This morning, I sent an email to the nurse where my father lives. I told her my brother and I had decided that we would follow her suggestion that we get Dad signed up for hospice service.
I had just taken the kids to school. The rain was hard and cold. I sent the email, pretended I hadn’t, and went back to sleep.
Today, I didn’t want to rest my thoughts anywhere for too long. I jumped at chances to make an extra trip to take my son here, my daughter there, to drop something off or call to check on someone. Someone else. Not my dad.
Until now, this moment, I haven’t thought about my dad, just my dad. I did begin thinking about the decision we made. I called my brother later in the day to ask him how he was feeling about it. He said he was feeling really good about it. I am too. I am too!
I want my father to have the advantages of palliative care, counseling, attendants, nurses’ visits. I know that we waited too long to start availing my mother of those services before she died. I accept the conditions of hospice care: acknowledging the fact that my father might day within the next six months and not trying to cure him.
I’ve known he’s going to die from Alzheimer’s since he first told his he was taking medication to slow its effects, ten years ago. But I still do not like it. I do not like it, Sam I am. I do not like it, Dad. Dad! I do not like saying you may die in six months! I do not like authorizing your entrance into a hospice program
I shed a few tears about the new and differently sad stage in the car taking my son to band practice. I was furious with the stupid packages around the salmon that would not immediately yield to my efforts to open them. I felt panicked, sick, irritable and, finally, exhausted. By we sat down to dinner, I felt I could breathe.
But just now, a few paragraphs up, I thought about Dad, the being, the man, the patient, the parent, the vulnerable victim of disease. I thought of his increasingly tiny wrists, his still full hair, his whiskers, his smile. And I don’t feel much like breathing. I feel more like howling.

Recorded information>

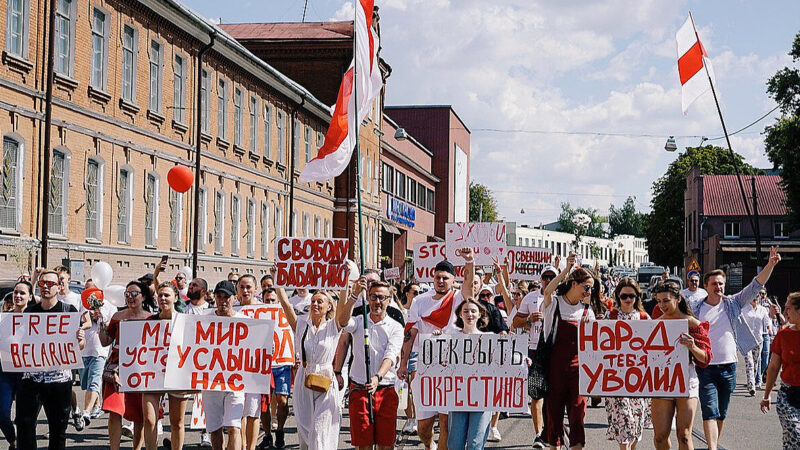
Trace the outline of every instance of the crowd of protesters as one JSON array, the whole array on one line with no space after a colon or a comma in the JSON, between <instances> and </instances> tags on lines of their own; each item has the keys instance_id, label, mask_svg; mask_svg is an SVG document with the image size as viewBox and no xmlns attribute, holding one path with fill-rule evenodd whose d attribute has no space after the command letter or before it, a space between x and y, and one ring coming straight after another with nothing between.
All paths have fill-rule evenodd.
<instances>
[{"instance_id":1,"label":"crowd of protesters","mask_svg":"<svg viewBox=\"0 0 800 450\"><path fill-rule=\"evenodd\" d=\"M44 409L49 448L61 449L66 448L70 424L80 431L107 414L112 450L120 448L122 436L130 437L136 450L154 450L167 412L170 433L163 443L180 449L185 442L183 418L193 394L121 392L120 323L171 320L177 314L245 317L237 306L276 304L293 330L295 364L273 366L269 395L203 391L206 430L201 445L228 450L283 448L291 403L301 448L337 448L346 408L351 443L359 449L393 448L398 432L418 434L426 449L481 449L487 441L502 439L497 428L502 413L415 408L408 391L416 375L419 336L513 333L529 336L529 363L545 347L551 355L545 374L549 389L544 395L531 392L534 448L586 446L586 408L604 401L606 437L620 449L636 448L650 427L657 449L670 448L673 430L679 448L693 448L698 408L709 448L716 449L736 385L737 352L745 360L750 396L763 391L760 407L765 413L780 376L776 410L784 448L800 448L800 293L789 295L783 310L767 296L765 285L780 261L777 248L771 249L764 269L734 295L725 294L726 276L720 270L703 277L692 274L686 289L675 280L659 280L651 289L652 314L645 311L643 292L634 279L601 274L597 267L578 267L574 254L563 266L556 257L535 282L509 279L506 262L496 261L492 270L484 272L473 264L469 249L462 249L462 255L466 265L461 283L456 282L454 266L441 261L431 286L382 281L380 272L370 269L344 291L297 289L291 296L274 286L271 275L256 280L232 272L213 290L206 280L189 280L183 272L162 282L166 269L162 261L153 274L126 285L120 308L110 302L87 308L79 295L70 292L66 267L39 269L33 277L20 277L4 299L3 311L81 313L76 337L84 366L83 403L76 402L69 370L22 374L0 370L0 431L11 449L37 448L37 418ZM90 287L91 280L85 285ZM688 329L679 343L688 349L692 366L688 397L582 396L577 330L581 322L599 319L686 320ZM533 368L532 364L530 376ZM408 398L405 424L398 431L400 399L395 387L399 385Z\"/></svg>"}]
</instances>

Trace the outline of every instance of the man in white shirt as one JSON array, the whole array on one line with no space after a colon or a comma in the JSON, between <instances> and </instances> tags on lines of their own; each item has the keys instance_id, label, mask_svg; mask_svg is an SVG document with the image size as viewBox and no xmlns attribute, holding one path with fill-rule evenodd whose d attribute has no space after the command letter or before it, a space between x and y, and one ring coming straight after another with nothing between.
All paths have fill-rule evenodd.
<instances>
[{"instance_id":1,"label":"man in white shirt","mask_svg":"<svg viewBox=\"0 0 800 450\"><path fill-rule=\"evenodd\" d=\"M364 354L364 316L353 317L353 307L361 293L367 293L369 313L369 368ZM391 285L372 282L367 290L364 277L337 312L337 321L353 337L353 365L350 371L350 437L359 450L393 448L399 399L394 390L395 364L403 346L403 327L386 314L392 301ZM369 373L369 379L367 379ZM372 397L374 424L369 423L369 397Z\"/></svg>"},{"instance_id":2,"label":"man in white shirt","mask_svg":"<svg viewBox=\"0 0 800 450\"><path fill-rule=\"evenodd\" d=\"M455 310L465 298L472 297L473 279L475 278L475 264L472 249L461 249L464 258L464 283L461 291L454 289L456 269L448 261L441 261L433 271L433 291L417 296L408 310L406 323L405 343L400 358L400 368L397 376L405 380L408 375L408 358L411 352L419 352L418 334L431 334L442 330L456 321ZM447 448L447 414L436 411L417 411L420 440L426 449L433 448L433 423L439 417L439 450Z\"/></svg>"},{"instance_id":3,"label":"man in white shirt","mask_svg":"<svg viewBox=\"0 0 800 450\"><path fill-rule=\"evenodd\" d=\"M702 300L704 297L708 295L705 289L700 287L700 274L693 273L689 275L689 278L686 280L688 286L686 289L681 291L681 295L683 298L686 299L687 302L692 303L698 300Z\"/></svg>"}]
</instances>

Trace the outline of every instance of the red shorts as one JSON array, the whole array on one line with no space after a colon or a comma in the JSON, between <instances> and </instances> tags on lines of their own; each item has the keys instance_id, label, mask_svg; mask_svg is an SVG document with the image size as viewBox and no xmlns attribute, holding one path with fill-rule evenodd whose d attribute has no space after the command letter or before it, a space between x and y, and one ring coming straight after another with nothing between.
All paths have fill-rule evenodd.
<instances>
[{"instance_id":1,"label":"red shorts","mask_svg":"<svg viewBox=\"0 0 800 450\"><path fill-rule=\"evenodd\" d=\"M373 435L372 425L369 424L369 403L368 392L363 389L353 390L350 393L350 437L354 447L368 445L382 445L391 447L394 445L395 431L397 426L397 392L393 386L378 389L372 395L372 407L375 411L375 423L377 432ZM373 442L373 436L377 436L378 442Z\"/></svg>"}]
</instances>

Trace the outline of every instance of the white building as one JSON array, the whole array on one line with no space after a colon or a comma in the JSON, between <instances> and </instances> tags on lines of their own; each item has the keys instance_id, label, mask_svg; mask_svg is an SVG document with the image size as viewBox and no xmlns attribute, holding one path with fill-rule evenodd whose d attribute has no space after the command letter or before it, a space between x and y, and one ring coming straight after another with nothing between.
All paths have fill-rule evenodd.
<instances>
[{"instance_id":1,"label":"white building","mask_svg":"<svg viewBox=\"0 0 800 450\"><path fill-rule=\"evenodd\" d=\"M518 247L549 248L553 256L566 258L572 248L575 235L560 231L544 230L517 222L506 222L506 243ZM648 261L647 241L629 235L614 239L584 236L577 253L583 264L601 266L627 266L638 268Z\"/></svg>"}]
</instances>

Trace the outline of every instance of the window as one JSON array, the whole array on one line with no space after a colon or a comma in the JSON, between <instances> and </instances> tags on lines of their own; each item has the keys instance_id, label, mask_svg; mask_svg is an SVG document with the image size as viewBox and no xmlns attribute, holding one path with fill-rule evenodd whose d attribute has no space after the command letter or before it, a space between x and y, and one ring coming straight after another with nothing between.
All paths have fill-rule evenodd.
<instances>
[{"instance_id":1,"label":"window","mask_svg":"<svg viewBox=\"0 0 800 450\"><path fill-rule=\"evenodd\" d=\"M122 99L135 103L136 98L136 30L125 25L122 31Z\"/></svg>"},{"instance_id":2,"label":"window","mask_svg":"<svg viewBox=\"0 0 800 450\"><path fill-rule=\"evenodd\" d=\"M286 160L283 159L284 151L286 151L286 114L283 111L278 111L278 155L275 157L278 164L285 164Z\"/></svg>"},{"instance_id":3,"label":"window","mask_svg":"<svg viewBox=\"0 0 800 450\"><path fill-rule=\"evenodd\" d=\"M198 211L200 211L198 209ZM169 190L169 248L180 249L183 226L183 194Z\"/></svg>"},{"instance_id":4,"label":"window","mask_svg":"<svg viewBox=\"0 0 800 450\"><path fill-rule=\"evenodd\" d=\"M3 138L3 167L0 173L0 229L20 231L22 219L22 165L20 140Z\"/></svg>"},{"instance_id":5,"label":"window","mask_svg":"<svg viewBox=\"0 0 800 450\"><path fill-rule=\"evenodd\" d=\"M28 11L28 0L8 0L6 51L22 58L28 56Z\"/></svg>"},{"instance_id":6,"label":"window","mask_svg":"<svg viewBox=\"0 0 800 450\"><path fill-rule=\"evenodd\" d=\"M225 193L217 191L214 200L214 252L222 253L225 231Z\"/></svg>"},{"instance_id":7,"label":"window","mask_svg":"<svg viewBox=\"0 0 800 450\"><path fill-rule=\"evenodd\" d=\"M256 251L256 239L253 234L256 221L256 201L252 198L247 201L247 213L245 215L245 228L247 233L247 257L252 258Z\"/></svg>"},{"instance_id":8,"label":"window","mask_svg":"<svg viewBox=\"0 0 800 450\"><path fill-rule=\"evenodd\" d=\"M150 41L150 102L148 109L155 113L161 112L161 65L163 62L163 48L157 41Z\"/></svg>"},{"instance_id":9,"label":"window","mask_svg":"<svg viewBox=\"0 0 800 450\"><path fill-rule=\"evenodd\" d=\"M103 164L91 158L86 163L86 239L101 237L103 186Z\"/></svg>"},{"instance_id":10,"label":"window","mask_svg":"<svg viewBox=\"0 0 800 450\"><path fill-rule=\"evenodd\" d=\"M272 159L272 110L264 102L264 157Z\"/></svg>"},{"instance_id":11,"label":"window","mask_svg":"<svg viewBox=\"0 0 800 450\"><path fill-rule=\"evenodd\" d=\"M242 90L233 90L233 145L242 146Z\"/></svg>"},{"instance_id":12,"label":"window","mask_svg":"<svg viewBox=\"0 0 800 450\"><path fill-rule=\"evenodd\" d=\"M314 134L311 132L311 127L306 127L306 162L311 161L311 140Z\"/></svg>"},{"instance_id":13,"label":"window","mask_svg":"<svg viewBox=\"0 0 800 450\"><path fill-rule=\"evenodd\" d=\"M144 187L144 245L158 244L158 175L147 174Z\"/></svg>"},{"instance_id":14,"label":"window","mask_svg":"<svg viewBox=\"0 0 800 450\"><path fill-rule=\"evenodd\" d=\"M186 59L175 55L172 84L172 119L175 122L186 123Z\"/></svg>"},{"instance_id":15,"label":"window","mask_svg":"<svg viewBox=\"0 0 800 450\"><path fill-rule=\"evenodd\" d=\"M725 238L738 238L739 222L725 222Z\"/></svg>"},{"instance_id":16,"label":"window","mask_svg":"<svg viewBox=\"0 0 800 450\"><path fill-rule=\"evenodd\" d=\"M99 9L92 13L92 87L106 89L108 73L108 16Z\"/></svg>"},{"instance_id":17,"label":"window","mask_svg":"<svg viewBox=\"0 0 800 450\"><path fill-rule=\"evenodd\" d=\"M231 255L239 254L239 223L242 220L242 201L238 195L231 196Z\"/></svg>"},{"instance_id":18,"label":"window","mask_svg":"<svg viewBox=\"0 0 800 450\"><path fill-rule=\"evenodd\" d=\"M202 110L203 110L203 118L202 118L203 126L201 127L200 130L203 133L208 133L208 129L211 126L211 118L210 118L211 107L208 104L208 102L209 102L209 100L208 100L208 89L209 89L208 71L204 69L203 72L202 72L201 77L202 77L202 80L200 82L200 102L202 103Z\"/></svg>"},{"instance_id":19,"label":"window","mask_svg":"<svg viewBox=\"0 0 800 450\"><path fill-rule=\"evenodd\" d=\"M133 170L130 167L119 169L117 180L117 242L131 243L133 211Z\"/></svg>"},{"instance_id":20,"label":"window","mask_svg":"<svg viewBox=\"0 0 800 450\"><path fill-rule=\"evenodd\" d=\"M789 237L789 227L786 222L775 222L775 239L785 239Z\"/></svg>"},{"instance_id":21,"label":"window","mask_svg":"<svg viewBox=\"0 0 800 450\"><path fill-rule=\"evenodd\" d=\"M200 188L200 204L197 205L197 210L200 212L197 215L197 250L201 252L206 251L206 217L208 217L208 191L206 188Z\"/></svg>"},{"instance_id":22,"label":"window","mask_svg":"<svg viewBox=\"0 0 800 450\"><path fill-rule=\"evenodd\" d=\"M225 80L219 79L217 84L217 136L228 138L228 87Z\"/></svg>"},{"instance_id":23,"label":"window","mask_svg":"<svg viewBox=\"0 0 800 450\"><path fill-rule=\"evenodd\" d=\"M250 97L250 151L258 153L258 99Z\"/></svg>"},{"instance_id":24,"label":"window","mask_svg":"<svg viewBox=\"0 0 800 450\"><path fill-rule=\"evenodd\" d=\"M69 155L65 150L54 149L50 171L50 207L48 233L66 235L67 199L69 187Z\"/></svg>"},{"instance_id":25,"label":"window","mask_svg":"<svg viewBox=\"0 0 800 450\"><path fill-rule=\"evenodd\" d=\"M56 48L55 72L68 77L72 76L72 49L75 47L75 4L77 0L57 0L56 3Z\"/></svg>"},{"instance_id":26,"label":"window","mask_svg":"<svg viewBox=\"0 0 800 450\"><path fill-rule=\"evenodd\" d=\"M269 203L261 203L261 259L269 256Z\"/></svg>"}]
</instances>

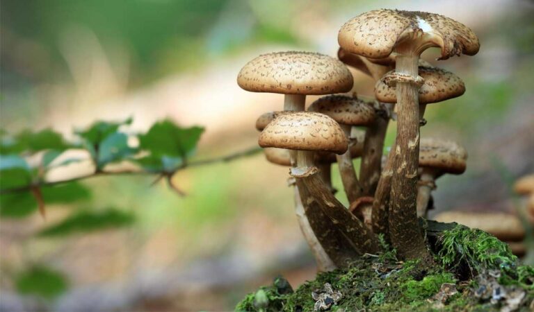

Assigned task> Reproduce the stretch of the essay about the father's hospice care from "Today, I didn’t" through "Not my dad.". The items have no connection to the essay about the father's hospice care.

Response area>
Today, I didn’t want to rest my thoughts anywhere for too long. I jumped at chances to make an extra trip to take my son here, my daughter there, to drop something off or call to check on someone. Someone else. Not my dad.